Entries from a pointing dataset:
● ● ● ● ●
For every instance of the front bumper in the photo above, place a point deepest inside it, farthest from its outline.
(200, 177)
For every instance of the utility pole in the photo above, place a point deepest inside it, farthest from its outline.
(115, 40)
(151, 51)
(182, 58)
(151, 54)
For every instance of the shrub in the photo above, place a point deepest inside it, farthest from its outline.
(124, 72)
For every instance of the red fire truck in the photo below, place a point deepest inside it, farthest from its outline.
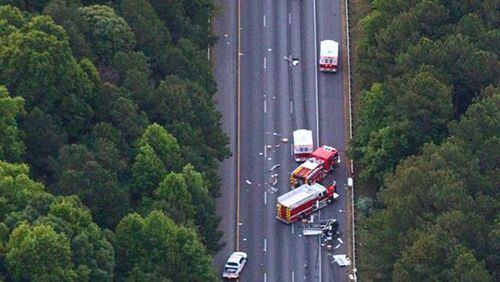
(316, 168)
(301, 202)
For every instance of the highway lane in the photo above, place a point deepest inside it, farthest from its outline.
(332, 127)
(275, 98)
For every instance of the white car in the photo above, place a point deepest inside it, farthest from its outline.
(234, 265)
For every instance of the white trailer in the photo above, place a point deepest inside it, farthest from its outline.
(302, 144)
(328, 56)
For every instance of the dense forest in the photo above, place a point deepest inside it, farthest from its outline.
(109, 141)
(427, 140)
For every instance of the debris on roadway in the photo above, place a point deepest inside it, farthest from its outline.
(274, 167)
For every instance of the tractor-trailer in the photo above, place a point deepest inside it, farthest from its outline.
(304, 200)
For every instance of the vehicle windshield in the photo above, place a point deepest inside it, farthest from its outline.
(230, 270)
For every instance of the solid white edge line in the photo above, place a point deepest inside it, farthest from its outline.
(316, 73)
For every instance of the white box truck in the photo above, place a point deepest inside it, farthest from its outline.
(302, 144)
(328, 56)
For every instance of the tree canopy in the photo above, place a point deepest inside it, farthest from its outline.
(107, 112)
(426, 140)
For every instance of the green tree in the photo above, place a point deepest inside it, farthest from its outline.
(147, 173)
(11, 145)
(445, 198)
(434, 257)
(66, 14)
(173, 198)
(155, 247)
(39, 253)
(153, 38)
(204, 208)
(40, 68)
(106, 32)
(79, 173)
(164, 145)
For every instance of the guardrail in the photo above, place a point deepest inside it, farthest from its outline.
(346, 4)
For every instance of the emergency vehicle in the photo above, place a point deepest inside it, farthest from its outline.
(302, 144)
(316, 168)
(304, 200)
(328, 55)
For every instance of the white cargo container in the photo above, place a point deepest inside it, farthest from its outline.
(328, 56)
(302, 144)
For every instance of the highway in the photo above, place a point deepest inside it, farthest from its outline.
(263, 98)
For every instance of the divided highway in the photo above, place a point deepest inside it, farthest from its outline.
(263, 98)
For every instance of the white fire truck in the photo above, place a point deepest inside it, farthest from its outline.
(328, 56)
(304, 200)
(302, 144)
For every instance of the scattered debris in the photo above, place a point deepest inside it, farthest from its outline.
(342, 260)
(274, 167)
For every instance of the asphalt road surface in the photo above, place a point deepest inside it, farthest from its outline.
(275, 99)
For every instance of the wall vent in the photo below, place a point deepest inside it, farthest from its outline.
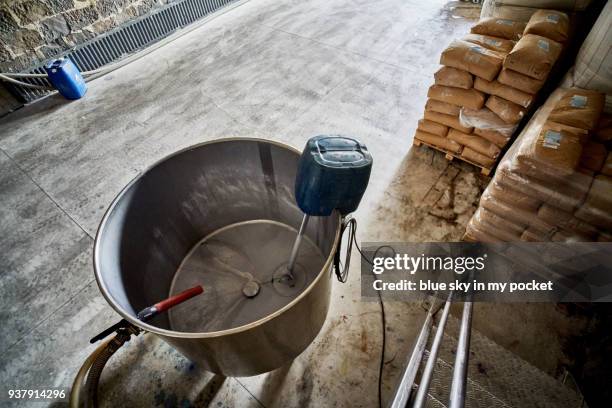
(125, 40)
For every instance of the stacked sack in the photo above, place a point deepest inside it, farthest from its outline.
(488, 80)
(555, 182)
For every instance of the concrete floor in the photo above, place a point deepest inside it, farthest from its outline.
(284, 70)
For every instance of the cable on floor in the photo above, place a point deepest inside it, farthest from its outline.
(342, 274)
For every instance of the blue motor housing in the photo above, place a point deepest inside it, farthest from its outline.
(333, 173)
(66, 78)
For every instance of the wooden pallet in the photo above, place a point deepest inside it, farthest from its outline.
(450, 156)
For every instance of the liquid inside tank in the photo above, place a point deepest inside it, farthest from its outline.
(242, 268)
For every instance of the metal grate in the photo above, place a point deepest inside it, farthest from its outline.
(125, 40)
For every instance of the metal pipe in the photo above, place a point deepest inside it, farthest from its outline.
(296, 245)
(421, 397)
(404, 387)
(458, 386)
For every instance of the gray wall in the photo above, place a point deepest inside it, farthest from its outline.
(32, 31)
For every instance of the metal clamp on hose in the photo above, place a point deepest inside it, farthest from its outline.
(95, 363)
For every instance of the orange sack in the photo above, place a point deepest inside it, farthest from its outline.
(519, 81)
(499, 27)
(457, 96)
(472, 155)
(579, 108)
(448, 120)
(432, 127)
(473, 58)
(550, 24)
(593, 156)
(492, 136)
(475, 142)
(503, 91)
(555, 152)
(442, 107)
(493, 43)
(438, 141)
(458, 78)
(533, 56)
(508, 111)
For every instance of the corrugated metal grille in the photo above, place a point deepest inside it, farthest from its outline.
(126, 40)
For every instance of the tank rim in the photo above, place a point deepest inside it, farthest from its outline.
(199, 335)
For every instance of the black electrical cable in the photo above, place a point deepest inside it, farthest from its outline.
(342, 274)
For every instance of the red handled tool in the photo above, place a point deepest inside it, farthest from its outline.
(150, 312)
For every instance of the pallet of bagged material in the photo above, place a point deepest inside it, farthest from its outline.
(451, 156)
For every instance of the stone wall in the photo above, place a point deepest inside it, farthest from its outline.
(32, 31)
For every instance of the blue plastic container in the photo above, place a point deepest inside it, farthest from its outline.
(66, 78)
(333, 173)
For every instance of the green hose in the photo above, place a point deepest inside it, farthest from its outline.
(93, 367)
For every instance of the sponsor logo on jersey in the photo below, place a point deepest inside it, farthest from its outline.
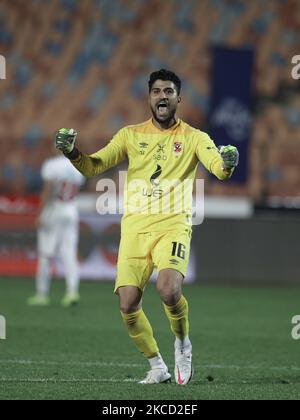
● ● ● ● ●
→ The problem: Repeat the full listing above exactly, with no pictures in the copy.

→ Final result:
For every instance of the front bumper in the photo above, place a point deepest inside it, farthest from its outline.
(200, 177)
For every instance of the utility pole in the photo above, place a point deepest inside it, farthest from its outline.
(115, 40)
(151, 51)
(182, 58)
(151, 54)
For every instance of the shrub in the photo above, place a point deepest inside it, farthest from its outline.
(124, 72)
For every instance of the red fire truck in the photo below, place a point deepest inside it, farthest from its outline.
(316, 168)
(301, 202)
For every instance of the highway lane in the photo above, place a point deepest inside it, farthest from its outline.
(332, 127)
(275, 98)
For every instance of the white car in the photo above, place a point deepest inside it, farthest from its outline.
(234, 265)
For every instance of the white trailer in the photo above, place a point deepest inside it, farthest from its outline.
(302, 144)
(328, 56)
For every instance of the dense forest in the photo above, place a point deepest inside it, farthest from its outline.
(109, 141)
(427, 140)
For every instance of the debris on roadway in the photo above, place a point deepest inside it, farthest from its outline.
(274, 167)
For every instance of the tractor-trailer in the photo above, place a point deepest inside it, farthest from its outline.
(304, 200)
For every instance of the vehicle windshield in the photo above, place a point deepest inside it, farthest from its outline.
(230, 270)
For every instance of the solid white edge line in the photo above, place a point deepest inside it, farthest from its outline.
(316, 73)
For every instance of the white box truck in the photo above, place a point deepest inside it, farthest from its outline.
(302, 144)
(328, 56)
For every instance of the tree canopy in the photo above, place a point deepest inside it, farthest from its outline.
(107, 112)
(426, 140)
For every instance of the green tree in the photo above, place a point deepest inside it, farthest from its outline.
(147, 173)
(11, 145)
(445, 198)
(434, 257)
(66, 14)
(173, 198)
(155, 247)
(39, 253)
(153, 38)
(204, 208)
(40, 68)
(106, 32)
(79, 173)
(164, 145)
For every instance of the guardrail in the photo above, place a point deepest inside it, farthest from its outline.
(346, 4)
For every instance of the emergency vehicle in the photo above, place a point deepest inside it, farthest from its outline.
(302, 144)
(316, 168)
(304, 200)
(328, 55)
For every instance of the white cargo container in the photo above, place a point deepest inside it, farthest from its outline.
(328, 56)
(302, 144)
For every instance of the highway in the photo above, place a point deepest inside it, farthest from its outline.
(263, 98)
For every instance of the divided highway in the photo above, place a point deepest inside it, farthest from its outline.
(263, 98)
For every instance of the white fire truck in the photo above, place a point deepest inside it, farthest from its outline.
(328, 56)
(304, 200)
(302, 144)
For every instance of the scattered debris in the photo above, place a point deepest inside it, farthest from its outline.
(342, 260)
(274, 167)
For every instance of the asphalt road surface in the photo above, place a point deepest inside it, farthest from its outline.
(275, 99)
For every instance of the wall vent in the photo below, place a point deepest inside it, farthest from its outline.
(125, 40)
For every instance of the stacked sack in the photo above, place a point deepest inside it, farthest from its outline.
(488, 80)
(555, 182)
For every instance of the concrete floor in the photo above, place a point deepest inside it, farthest from its outline.
(284, 70)
For every instance of the cable on floor in the photo above, place a point deepest inside it, farthest from its outline.
(342, 274)
For every instance of the blue motor housing in the photo above, place a point deepest inside it, farthest from its outline.
(333, 173)
(66, 78)
For every instance of the wooden pallet in the photo above, place a point deepest inside it, farthest from its outline.
(450, 156)
For every instance of the liquid inside tank in the photo above, place a point deepest inside it, farthest from its outline.
(242, 268)
For every instance of the metal grate in the photo above, place a point deepest inside it, farthest from its outline.
(125, 40)
For every instance of the metal pipe in the photo above, place a point deepest inside it, farthest from its outline.
(296, 245)
(421, 397)
(404, 387)
(458, 386)
For every instance of the gray wall in the photo above, place a point deepest inside it, farthest from its outline.
(32, 31)
For every instance of the metal clamp on hose in the photo above, place a point deepest inside it, farthest from its outline.
(95, 363)
For every instance of the orange sack in the photo above, place a point deepest inside it, farthest from its outline.
(519, 81)
(499, 27)
(457, 96)
(472, 155)
(579, 108)
(448, 120)
(432, 127)
(473, 58)
(550, 24)
(593, 156)
(492, 136)
(475, 142)
(503, 91)
(555, 152)
(442, 107)
(493, 43)
(438, 141)
(458, 78)
(533, 56)
(508, 111)
For every instance of the corrugated metal grille in the photo above, place a point deepest inside it, farthest from its outline.
(126, 40)
For every instance of the tank rim in the photo above, place a point deepest inside it, farthest from its outline.
(199, 335)
For every instance of the black electrical cable in the photo above, place a point deepest inside it, farthest from its outline.
(342, 274)
For every instance of the red handled tool in the photo above, place a point deepest inside it, farthest from its outline.
(150, 312)
For every instance of the pallet of bagged material in the photo above, place a point deepest inside it, farthest from its outline.
(451, 156)
For every instance of the stone wall in the photo above, place a point deepest inside it, farthest from its outline.
(32, 31)
For every instance of the blue plastic container in the photo above, place a point deepest inside it, farthest from its outline.
(66, 78)
(333, 173)
For every instance of the green hose in the photo above, place a point deepest inside it, farthest from its outline.
(93, 367)
For every instance of the sponsor logo on jersey in the photo below, place a point deepest inside it, farthest from its outline.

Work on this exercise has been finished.